-- TO DO --
[a] From the text on the Book of Job below, list every period or setting that the passage starting "Others place him" names as a proposed time for Job's life.
[b] Reproduce the stretch of the text on the Book of Job from "The Book of" through "of Job himself.", word for word.

-- TEXT BLOCK --
-- Start --
The Book of Job—named after its chief protagonist, Job, or Iyov in Hebrew—explores the morality of Divine justice through the experience of human suffering, primarily the suffering of Job himself.
Who Was Job?
The Talmud and other early rabbinic works present multiple opinions as to the identity of Job (with a minority opinion characterizing his narrative as a metaphor1). Although there is no clear consensus as to who he was or when he lived, the dominant view places Job’s birth at the time of the Jewish descent into Egypt and his passing at the time of the Exodus, making for an extraordinarily long lifespan—210 years.2 This opinion seems to be in harmony with the Talmudic teaching that Job was, in fact, one of three royal advisors to the Egyptian Pharaoh who deliberated over the plot to murder all the male Jewish newborns. Upon learning of the proposal, Job was indifferent and did not protest the decree, and it was because of his inaction that G‑d later brought immense suffering upon him.3
Others place him during the era of the Spies (“meraglim”), the Judges, the returnees from the Babylonian exile,4 the era of the Persian king Achashverosh, the kingdom of Sheba, the kingdom of the Chaldeans, in the days of Abraham,5 or Jacob, each citing Biblical support for their position.6
A most intriguing opinion cited in the Midrash is that Job did not actually suffer the tragedies attributed to him but did live at some point. The Torah intends to communicate the sheer fortitude of Job’s faith in that even if he were to suffer the overwhelming misfortune described throughout the book, his faith would have sustained him throughout.7
Maimonides writes that regardless of which view we embrace, the episode describing Job’s submission to Satan at the opening of his book is a metaphor containing fundamental aspects of the Jewish system of faith.8
The righteous Job, blessed with enormous wealth, is suddenly subjected to staggering misfortune. In a single day, he loses all his children,9many of his servants and livestock, and the remaining animals are captured and stolen.10 All this, at the behest of Satan, the adversarial angel, who persuades G‑d to test the robustness of Job’s faith.11 Indeed, Job reacts with faithful clarity and sobriety. “I came out of my mother’s womb naked,” said Job, and “I will return there12 naked. G‑d has given, and G‑d has taken away. May the Name of G‑d be blessed.”13
At this point, “Job did not sin or speak senselessly against G‑d.”14 But as Satan is permitted to intensify Job’s suffering, striking him with severe boils over his entire body, a shift in Job’s emotional posture is observed. Job would not “sin with his lips,”15 says the Talmud, “but in his heart, he did.”16 Yet Job still assails his wife’s arguments to “Curse G‑d and die,” saying, “Will we accept the good from G‑d and not accept the bad?”17
When Job’s friends arrive to console him, a spirited debate ensues as they explore the issues of theodicy and the morality of Divine justice. “Happy is the man,” they told Job, “whom G‑d rebukes.”18 But Job prefers to die instead. “My soul prefers strangulation; death rather than these limbs!”19
Then, Job begins to question why Divine Providence would concern itself altogether with insignificant mortals.20 “If I have sinned, what effect can I have on You?” Job asks.21 “G‑d must be unaware of my righteousness,” he complains bitterly; “He destroys both the faultless and the wicked.”22
G‑d’s inquiry into man’s moral choices—His interaction with worldly events and the justice of those interactions—remains the central point of contention between Job and his companions.
-- End --
-- COLLECTED DATA --
-- Start --
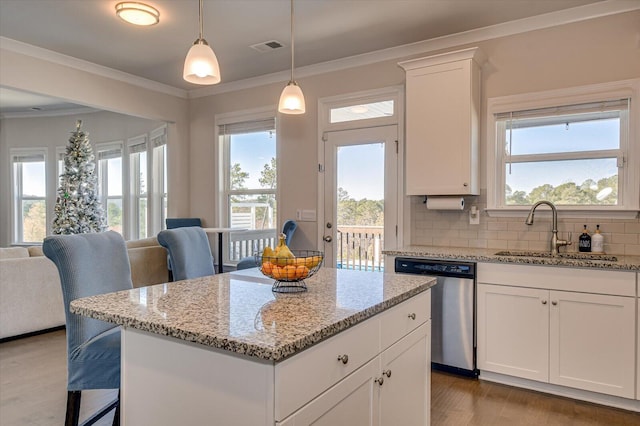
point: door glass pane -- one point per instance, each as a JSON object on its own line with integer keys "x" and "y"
{"x": 360, "y": 206}
{"x": 34, "y": 220}
{"x": 572, "y": 182}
-- End --
-- REPLIES --
[a]
- The era of the Spies ("meraglim")
- The Judges
- The returnees from the Babylonian exile
- The era of the Persian king Achashverosh
- The kingdom of Sheba
- The kingdom of the Chaldeans
- The days of Abraham
- Jacob

[b]
The Book of Job—named after its chief protagonist, Job, or Iyov in Hebrew—explores the morality of Divine justice through the experience of human suffering, primarily the suffering of Job himself.